[Input — start]

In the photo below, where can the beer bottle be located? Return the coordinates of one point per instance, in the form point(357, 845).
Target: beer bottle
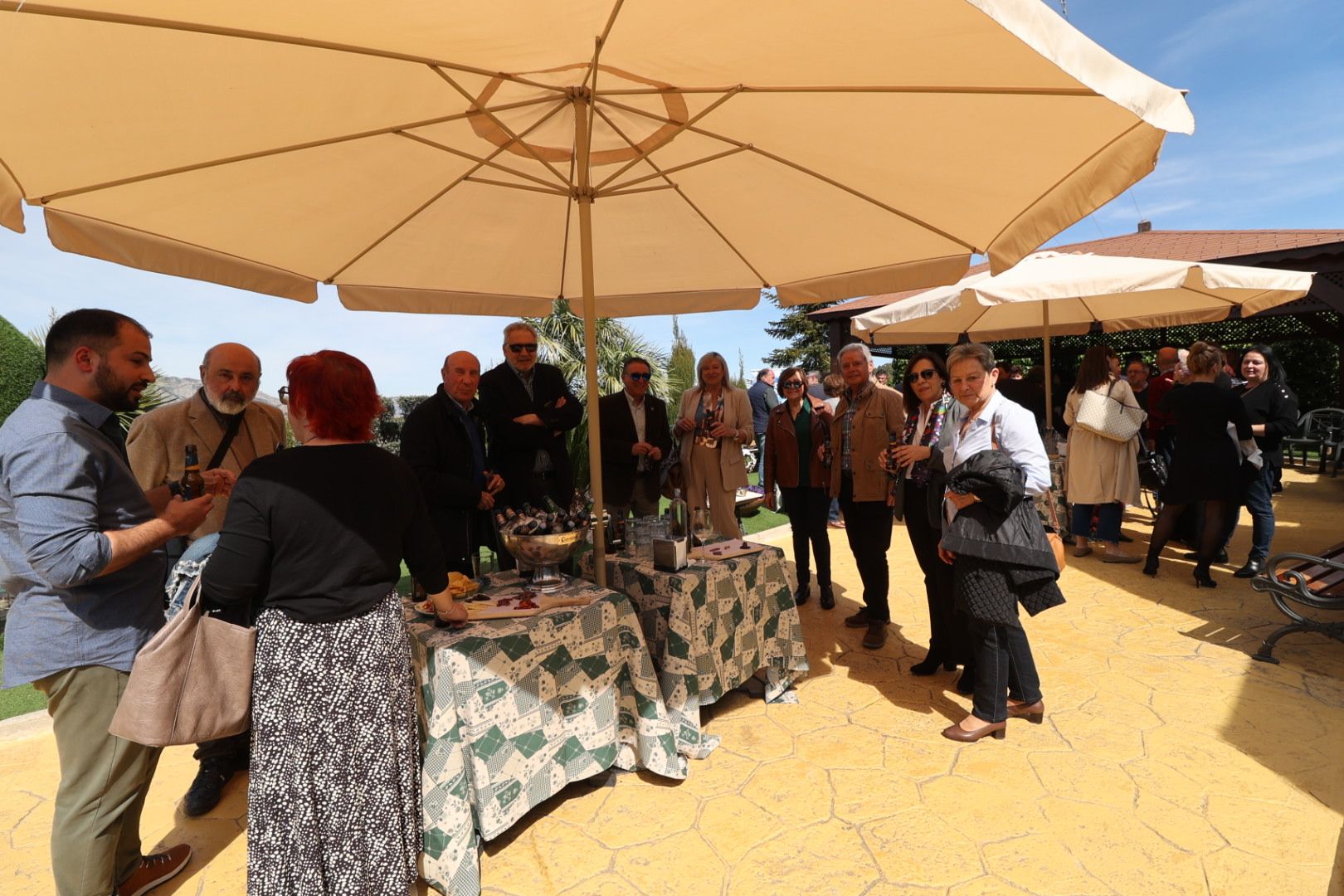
point(192, 483)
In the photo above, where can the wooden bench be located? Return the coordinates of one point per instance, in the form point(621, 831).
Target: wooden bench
point(1311, 582)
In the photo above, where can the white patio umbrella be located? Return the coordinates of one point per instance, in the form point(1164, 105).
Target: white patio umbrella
point(1057, 295)
point(489, 158)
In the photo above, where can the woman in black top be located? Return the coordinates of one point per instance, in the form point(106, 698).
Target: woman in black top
point(1205, 464)
point(1272, 409)
point(797, 434)
point(314, 536)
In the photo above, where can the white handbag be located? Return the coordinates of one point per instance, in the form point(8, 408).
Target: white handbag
point(1109, 416)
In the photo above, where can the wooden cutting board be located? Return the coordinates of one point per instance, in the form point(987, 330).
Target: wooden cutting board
point(504, 603)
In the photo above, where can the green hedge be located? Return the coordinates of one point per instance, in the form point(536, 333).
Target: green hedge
point(21, 366)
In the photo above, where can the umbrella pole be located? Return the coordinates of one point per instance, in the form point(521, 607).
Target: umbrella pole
point(583, 197)
point(1050, 371)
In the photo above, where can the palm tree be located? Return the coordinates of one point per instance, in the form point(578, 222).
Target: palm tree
point(561, 338)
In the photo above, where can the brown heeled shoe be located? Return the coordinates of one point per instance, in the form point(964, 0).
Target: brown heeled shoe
point(1032, 712)
point(956, 733)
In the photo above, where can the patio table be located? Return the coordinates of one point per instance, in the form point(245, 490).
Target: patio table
point(514, 709)
point(710, 627)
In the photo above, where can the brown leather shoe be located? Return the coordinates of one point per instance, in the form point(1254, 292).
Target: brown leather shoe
point(155, 869)
point(877, 635)
point(1032, 712)
point(956, 733)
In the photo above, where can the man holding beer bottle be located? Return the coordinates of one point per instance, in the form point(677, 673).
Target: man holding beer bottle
point(221, 427)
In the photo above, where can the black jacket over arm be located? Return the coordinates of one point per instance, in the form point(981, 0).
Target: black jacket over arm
point(619, 473)
point(513, 446)
point(437, 448)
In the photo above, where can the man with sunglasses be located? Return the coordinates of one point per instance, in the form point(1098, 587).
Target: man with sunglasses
point(763, 398)
point(528, 409)
point(636, 437)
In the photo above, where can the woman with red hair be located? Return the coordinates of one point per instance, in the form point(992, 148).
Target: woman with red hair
point(314, 539)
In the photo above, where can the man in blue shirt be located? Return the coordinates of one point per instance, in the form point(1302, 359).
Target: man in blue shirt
point(81, 551)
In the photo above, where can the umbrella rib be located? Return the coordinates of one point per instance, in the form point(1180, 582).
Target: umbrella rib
point(665, 140)
point(569, 215)
point(264, 153)
point(597, 51)
point(219, 32)
point(626, 187)
point(643, 190)
point(472, 158)
point(906, 89)
point(552, 191)
point(811, 173)
point(682, 193)
point(502, 125)
point(440, 195)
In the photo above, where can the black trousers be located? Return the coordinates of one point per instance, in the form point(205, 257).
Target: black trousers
point(1004, 668)
point(806, 509)
point(869, 528)
point(949, 635)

[Input — finish]

● About this exercise: Return all material verbatim, pictures omitted.

● Task result:
In the photo below, where can the beer bottle be located? Return the coordinates of one point per instance, in the form point(357, 845).
Target: beer bottle
point(192, 483)
In the photo above, where can the wooden bench be located? Return the coordinates of one point per instance, in the form point(621, 831).
Target: wooden bench
point(1311, 582)
In the photo above, where can the white patio umbrella be located? Return the coordinates of one point per instance, in the form point(1164, 105).
Target: white patio umbrella
point(1057, 295)
point(489, 158)
In the photo above, where can the woman in black top be located? Return the coordinates of one point per instance, in the form point(106, 698).
Target: woman in black top
point(1205, 464)
point(1272, 409)
point(797, 434)
point(314, 536)
In the photo above, where can the white handbag be located? Return the coordinates of one point per instance, in the form point(8, 408).
Target: white handbag
point(1109, 416)
In the photo above, where can the wooden cutting board be located? Return the coordinates of one point per instance, in the form point(987, 330).
Target: wooden cutting board
point(504, 603)
In the photo above, where can the green hedge be located? Return the coordinates of one point per instance, in the form point(536, 333).
Target: green hedge
point(21, 366)
In the photo above, where can the umbrella pole be located? Return the coordinates of one point per instance, in the form point(521, 607).
Target: umbrella pole
point(583, 197)
point(1050, 371)
In the photo above, where can the palm tree be located? Return the coordinates of one point per instance, in the form point(578, 222).
Target: palm tree
point(561, 338)
In the photo above, where can the brown heeled shoe be located? Return the coordinates of one point per instance, in the form point(964, 0).
Target: brown heeled shoe
point(1032, 712)
point(956, 733)
In the photo above, where can the patio table be located? Return the coordinates of one point per instance, in the form point(245, 490).
Target: patio table
point(514, 709)
point(710, 627)
In the photo above, where can the brown leather shoe be located? Return the coordinates of one point per instance, in the form point(1254, 292).
Target: brown leather shoe
point(155, 869)
point(877, 635)
point(1032, 712)
point(956, 733)
In the photo above, where can the man holding beer bottle be located? Return the coordinates of one point per instance, in the form point(677, 673).
Target: man holding beer bottle
point(221, 427)
In the photo above, where can the black jacket over arm be located? Return the coordinates of one point per instance, in the form point(981, 0).
Target: black jacket over arm
point(619, 473)
point(513, 446)
point(437, 448)
In the photo above, where can the man with sunglasses be located? Return the coordinates of one point per instance, in the form point(1098, 587).
Target: man with sunglasses
point(763, 398)
point(528, 409)
point(636, 437)
In the photo above, where can the woman with red hair be located? Return the coordinates of one point per instance, in the form point(992, 148).
Target: woman with red hair
point(314, 539)
In the photo above, where can the man in blue shirt be located? Return the coordinates of one point per instance, in the form point(1302, 359).
Target: man in blue shirt
point(81, 551)
In the photo above, where can the umbrella rib be located? Return the coordinates of one point per instance, in the form point(1180, 582).
Target: umbrella rib
point(665, 140)
point(569, 215)
point(264, 153)
point(597, 51)
point(219, 32)
point(626, 187)
point(643, 190)
point(472, 158)
point(906, 89)
point(552, 191)
point(811, 173)
point(682, 193)
point(502, 125)
point(440, 195)
In the photo above, where can the black trousers be located? Return the coordinates of one point per instance, in the form point(205, 257).
Target: black trousers
point(1004, 668)
point(806, 509)
point(869, 528)
point(949, 635)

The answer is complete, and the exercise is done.